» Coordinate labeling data

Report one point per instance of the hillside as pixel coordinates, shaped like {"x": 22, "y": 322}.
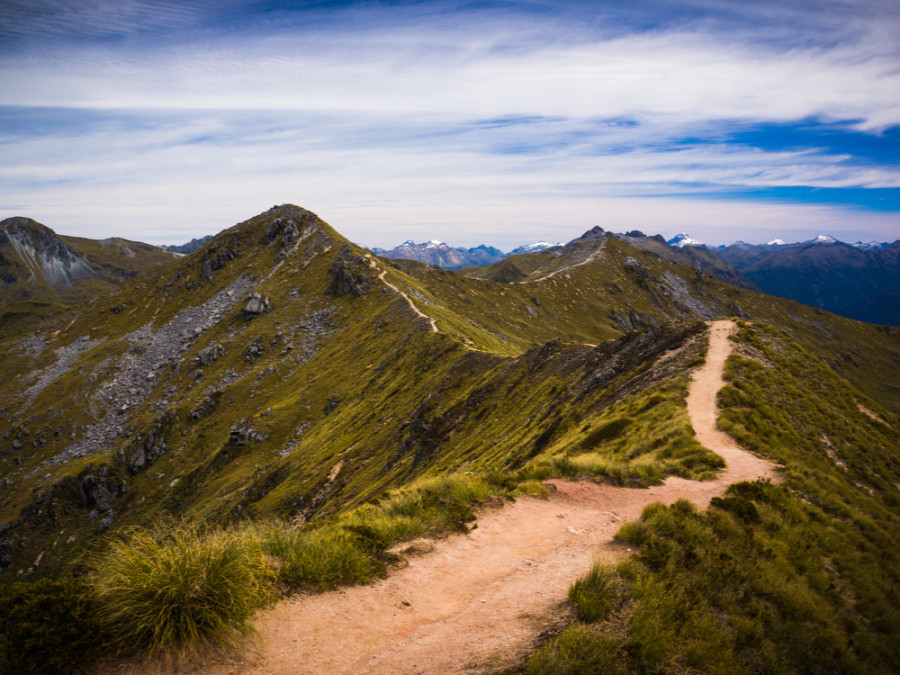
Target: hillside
{"x": 848, "y": 280}
{"x": 283, "y": 373}
{"x": 41, "y": 271}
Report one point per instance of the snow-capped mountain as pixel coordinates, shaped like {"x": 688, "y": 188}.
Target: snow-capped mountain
{"x": 824, "y": 239}
{"x": 534, "y": 248}
{"x": 870, "y": 245}
{"x": 684, "y": 239}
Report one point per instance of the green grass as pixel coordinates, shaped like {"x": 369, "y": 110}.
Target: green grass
{"x": 801, "y": 577}
{"x": 183, "y": 588}
{"x": 595, "y": 594}
{"x": 50, "y": 626}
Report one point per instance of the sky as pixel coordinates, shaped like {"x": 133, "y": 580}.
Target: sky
{"x": 498, "y": 122}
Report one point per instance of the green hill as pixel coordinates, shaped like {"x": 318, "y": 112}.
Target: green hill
{"x": 282, "y": 373}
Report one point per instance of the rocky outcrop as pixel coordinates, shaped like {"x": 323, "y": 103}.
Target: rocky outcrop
{"x": 349, "y": 273}
{"x": 216, "y": 257}
{"x": 256, "y": 304}
{"x": 44, "y": 254}
{"x": 208, "y": 355}
{"x": 145, "y": 450}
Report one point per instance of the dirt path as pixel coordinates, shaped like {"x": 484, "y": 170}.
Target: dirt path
{"x": 474, "y": 602}
{"x": 409, "y": 301}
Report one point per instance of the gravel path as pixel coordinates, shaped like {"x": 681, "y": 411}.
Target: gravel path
{"x": 475, "y": 603}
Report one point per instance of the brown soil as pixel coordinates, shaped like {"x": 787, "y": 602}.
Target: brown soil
{"x": 476, "y": 602}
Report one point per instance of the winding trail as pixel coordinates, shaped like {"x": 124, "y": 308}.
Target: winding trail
{"x": 476, "y": 602}
{"x": 431, "y": 322}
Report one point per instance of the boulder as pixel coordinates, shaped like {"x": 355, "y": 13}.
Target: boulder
{"x": 256, "y": 304}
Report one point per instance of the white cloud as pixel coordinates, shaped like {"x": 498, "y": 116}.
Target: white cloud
{"x": 386, "y": 123}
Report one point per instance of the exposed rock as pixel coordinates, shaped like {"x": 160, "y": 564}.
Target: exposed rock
{"x": 215, "y": 258}
{"x": 161, "y": 347}
{"x": 349, "y": 273}
{"x": 145, "y": 451}
{"x": 634, "y": 265}
{"x": 254, "y": 349}
{"x": 97, "y": 491}
{"x": 107, "y": 521}
{"x": 208, "y": 355}
{"x": 207, "y": 405}
{"x": 256, "y": 304}
{"x": 242, "y": 433}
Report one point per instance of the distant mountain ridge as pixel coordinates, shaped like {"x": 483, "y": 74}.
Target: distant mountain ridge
{"x": 40, "y": 269}
{"x": 453, "y": 258}
{"x": 189, "y": 247}
{"x": 859, "y": 280}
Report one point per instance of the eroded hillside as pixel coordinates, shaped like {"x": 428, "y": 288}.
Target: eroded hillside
{"x": 282, "y": 372}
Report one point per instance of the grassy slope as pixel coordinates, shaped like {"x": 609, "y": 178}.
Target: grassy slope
{"x": 801, "y": 577}
{"x": 369, "y": 398}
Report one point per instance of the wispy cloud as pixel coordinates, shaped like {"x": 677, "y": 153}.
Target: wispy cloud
{"x": 408, "y": 118}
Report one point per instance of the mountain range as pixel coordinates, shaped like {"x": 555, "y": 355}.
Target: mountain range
{"x": 282, "y": 373}
{"x": 860, "y": 281}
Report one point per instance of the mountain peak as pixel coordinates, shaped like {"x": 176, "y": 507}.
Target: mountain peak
{"x": 684, "y": 239}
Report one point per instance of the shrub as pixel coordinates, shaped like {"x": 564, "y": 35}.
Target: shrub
{"x": 608, "y": 431}
{"x": 579, "y": 650}
{"x": 186, "y": 589}
{"x": 49, "y": 627}
{"x": 325, "y": 558}
{"x": 596, "y": 593}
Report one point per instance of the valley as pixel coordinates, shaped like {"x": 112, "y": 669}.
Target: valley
{"x": 286, "y": 390}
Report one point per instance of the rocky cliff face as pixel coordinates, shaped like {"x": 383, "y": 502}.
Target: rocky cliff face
{"x": 46, "y": 259}
{"x": 231, "y": 382}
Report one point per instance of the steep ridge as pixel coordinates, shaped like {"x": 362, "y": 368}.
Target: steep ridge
{"x": 276, "y": 373}
{"x": 41, "y": 272}
{"x": 472, "y": 602}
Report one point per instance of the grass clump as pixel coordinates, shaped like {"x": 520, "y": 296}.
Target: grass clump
{"x": 800, "y": 577}
{"x": 595, "y": 594}
{"x": 183, "y": 589}
{"x": 50, "y": 626}
{"x": 324, "y": 558}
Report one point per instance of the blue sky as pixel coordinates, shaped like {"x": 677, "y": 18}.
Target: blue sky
{"x": 471, "y": 122}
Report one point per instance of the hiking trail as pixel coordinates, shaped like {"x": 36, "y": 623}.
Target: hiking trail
{"x": 473, "y": 603}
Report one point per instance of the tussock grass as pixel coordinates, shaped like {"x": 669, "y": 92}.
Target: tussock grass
{"x": 183, "y": 589}
{"x": 597, "y": 593}
{"x": 323, "y": 558}
{"x": 801, "y": 577}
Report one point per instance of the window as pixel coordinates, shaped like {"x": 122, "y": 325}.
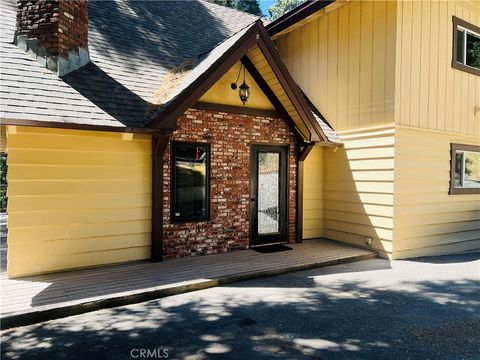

» WRITTEN TASK
Quote every item above word for word, leaving the pictures out.

» TASK ANSWER
Report one point per instance of the hillside as pixel coordinates, shaped like {"x": 22, "y": 322}.
Target: hillside
{"x": 848, "y": 280}
{"x": 283, "y": 373}
{"x": 41, "y": 271}
Report one point per instance of the snow-capped mountain as pixel coordinates, shaped like {"x": 688, "y": 188}.
Target: snow-capped mountain
{"x": 824, "y": 239}
{"x": 534, "y": 248}
{"x": 870, "y": 245}
{"x": 684, "y": 239}
Report one point per instance of the green grass as pixel coordinates, shaped like {"x": 369, "y": 110}.
Target: green grass
{"x": 801, "y": 577}
{"x": 183, "y": 588}
{"x": 595, "y": 594}
{"x": 50, "y": 626}
Report one point per instance of the sky as pixel coordinates, shaped like {"x": 133, "y": 580}.
Target: sky
{"x": 498, "y": 122}
Report one point per instance of the green hill as pixel coordinates, shaped like {"x": 318, "y": 112}.
Target: green hill
{"x": 282, "y": 373}
Report one point per instance of the rocky outcrop as pixel coordinates, shaped like {"x": 323, "y": 103}.
Target: rocky outcrop
{"x": 349, "y": 273}
{"x": 216, "y": 257}
{"x": 256, "y": 304}
{"x": 44, "y": 254}
{"x": 208, "y": 355}
{"x": 145, "y": 450}
Report one point per instance of the dirt path as pixel coordinates, shaped like {"x": 484, "y": 170}.
Target: dirt path
{"x": 474, "y": 602}
{"x": 409, "y": 301}
Report one point per instance of the gravel path as pixel coordinates, shaped like {"x": 681, "y": 411}.
Target: gravel path
{"x": 475, "y": 603}
Report one point per instance of the brown soil as pixel coordinates, shaped like {"x": 787, "y": 602}.
Target: brown soil
{"x": 476, "y": 602}
Report one point per instance of the winding trail as pixel coordinates, shaped like {"x": 124, "y": 308}.
Target: winding trail
{"x": 476, "y": 602}
{"x": 431, "y": 322}
Report one point per instance of the boulder as pixel coordinates, shaped like {"x": 355, "y": 13}.
Target: boulder
{"x": 256, "y": 304}
Report one point per instance of the white cloud as pixel coordinates, shaped like {"x": 498, "y": 116}.
Target: white cloud
{"x": 386, "y": 123}
Report one point per instance of the exposed rock as pixel coordinates, shaped like {"x": 160, "y": 564}.
Target: exposed rock
{"x": 215, "y": 258}
{"x": 161, "y": 347}
{"x": 349, "y": 273}
{"x": 145, "y": 451}
{"x": 634, "y": 265}
{"x": 254, "y": 349}
{"x": 97, "y": 491}
{"x": 107, "y": 521}
{"x": 208, "y": 355}
{"x": 207, "y": 405}
{"x": 256, "y": 304}
{"x": 242, "y": 433}
Report one point per instance of the distant mountain ridge as pixel coordinates, shaped like {"x": 483, "y": 74}.
Target: distant mountain ridge
{"x": 40, "y": 269}
{"x": 453, "y": 258}
{"x": 189, "y": 247}
{"x": 859, "y": 280}
Report one point per instance of the eroded hillside as pixel coordinates, shaped like {"x": 428, "y": 288}.
Target: eroded hillside
{"x": 282, "y": 372}
Report one point per instance of the grassy slope as pixel coordinates, shaped like {"x": 609, "y": 178}.
Target: grassy slope
{"x": 801, "y": 577}
{"x": 369, "y": 398}
Report one point per instance of the wispy cloud as pixel coordinates, shaped like {"x": 677, "y": 153}.
Target: wispy cloud
{"x": 408, "y": 118}
Report one point per instance of the mountain range as pixel coordinates, shaped like {"x": 555, "y": 355}.
Target: mountain range
{"x": 282, "y": 373}
{"x": 860, "y": 281}
Report one point per instance of the mountain peak as pixel coordinates, shaped like {"x": 176, "y": 507}.
Target: mountain peak
{"x": 684, "y": 239}
Report one point per instance of the shrub as pixel coordinates, shaped like {"x": 564, "y": 35}.
Target: shrub
{"x": 608, "y": 431}
{"x": 579, "y": 650}
{"x": 186, "y": 589}
{"x": 49, "y": 627}
{"x": 325, "y": 558}
{"x": 596, "y": 593}
Report one point per instance of the valley as pixel coordinates, shaped like {"x": 112, "y": 669}.
Target: valley
{"x": 286, "y": 390}
Report one point per instance of the rocky cliff face as pixel coordinates, shaped like {"x": 383, "y": 502}.
Target: rocky cliff face
{"x": 46, "y": 259}
{"x": 231, "y": 382}
Report one point per instance of the steep ridge as pixel coordinates, shaped like {"x": 362, "y": 368}.
Target: steep ridge
{"x": 276, "y": 373}
{"x": 41, "y": 272}
{"x": 472, "y": 602}
Report one point per instance of the grass clump as pixel coordinates, shaped like {"x": 520, "y": 296}.
Target: grass clump
{"x": 800, "y": 577}
{"x": 595, "y": 594}
{"x": 183, "y": 589}
{"x": 50, "y": 626}
{"x": 324, "y": 558}
Report one point per instance of the blue sky as pixel coordinates, shaped like {"x": 677, "y": 18}.
Target: blue sky
{"x": 471, "y": 122}
Report one point per instance of the hiking trail as pixel coordinates, shaped like {"x": 36, "y": 623}.
Target: hiking trail
{"x": 473, "y": 603}
Report one point per instance of the tussock grass as pixel coordinates, shaped like {"x": 669, "y": 92}.
Target: tussock grass
{"x": 183, "y": 589}
{"x": 597, "y": 593}
{"x": 323, "y": 558}
{"x": 801, "y": 577}
Report one point per instance of the window as pixel coordinates, shaped like {"x": 122, "y": 325}.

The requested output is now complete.